▸ EXTRACT:
┄┄┄┄┄┄
# "File could not be found" when trying to export



## ldunne (Jun 25, 2012)

After editing several photos and wanting to export them, the files are unable to be found. I am afraid I may have edited in the Smug Mug file, but not sure. The edited files are in other folders, though, so I do not understand why they can't be found. I can print or move the files, I just can't export them.

Can I do something when I receive the window with the "File could not be found" notice?

Laure


----------



## clee01l (Jun 25, 2012)

Laure, if you view the image in Grid View, Does the (?) icon show?  If it does it means that you have moved or renamed the image outside of LR.  Lightroom does not keep the images that you import, it stores them on your HD and references them with a pointer to the path to the file. If this path or file names changes outside of LR, the pointer is out of sync. 

If you click on the (?), a small dialog pops up showing you where the file was previously located (It is the only location that LR has in its catalog.) Once of the buttons in the dialog is {Locate}.  Clicking on this will open a finder window that will permit you to navigate to the new location for the file or to the renamed file if you renamed the file.  If you deleted the file outside of LR, then there will be no file to find and you will need to recover the trashed file to proceed.


----------



## ldunne (Jun 25, 2012)

No, the "?" does not appear.

If I exported to my desktop and deleted that file from the desktop, does that mean it does not exist unless I can find it in the trash?


----------



## ldunne (Jun 25, 2012)

BTW Some files seem to be copies, but others are not. I thought perhaps just copies would not export.


----------



## clee01l (Jun 25, 2012)

ldunne said:


> BTW Some files seem to be copies, but others are not. I thought perhaps just copies would not export.


Lightroom can only Export images that you have first imported into LR. If they show in you LR Library, then you imported them at some time.  An Export consists of two parts:  The original image and any adjustments that you made to the image (Develop or Metadata) both parts are joined to create a new derivative image file.  In your export settings, you can check a box to "Add to this Catalog" and your exported derivative file will be re-imported.  Could you have done that to to create the apparent duplicates?

"File could not be found"  Sounds like LR is unable to find the file originally imported.
┄┄┄┄┄┄
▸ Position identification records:
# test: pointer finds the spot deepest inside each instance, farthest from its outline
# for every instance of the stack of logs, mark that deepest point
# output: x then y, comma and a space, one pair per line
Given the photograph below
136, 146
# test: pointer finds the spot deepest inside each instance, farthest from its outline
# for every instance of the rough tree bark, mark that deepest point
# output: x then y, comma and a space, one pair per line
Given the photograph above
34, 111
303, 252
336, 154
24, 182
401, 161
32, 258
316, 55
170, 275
┄┄┄┄┄┄
▸ DIRECTIONS:
**a.** Answer from the forum thread:
(i) Which button in the dialog opens a window for navigating to the file's new location?
(ii) According to ldunne, what two things can still be done with the files?
(iii) Which checkbox in the export settings causes the exported derivative file to be re-imported?
**b.** Print the stretch of the forum thread from "After editing several" through "can't export them.".
Rely only on the forum thread when answering.

▸ LIST OF SOLUTIONS:
**a.**
(i) {Locate}
(ii) Print or move them.
(iii) "Add to this Catalog"

**b.**
After editing several photos and wanting to export them, the files are unable to be found. I am afraid I may have edited in the Smug Mug file, but not sure. The edited files are in other folders, though, so I do not understand why they can't be found. I can print or move the files, I just can't export them.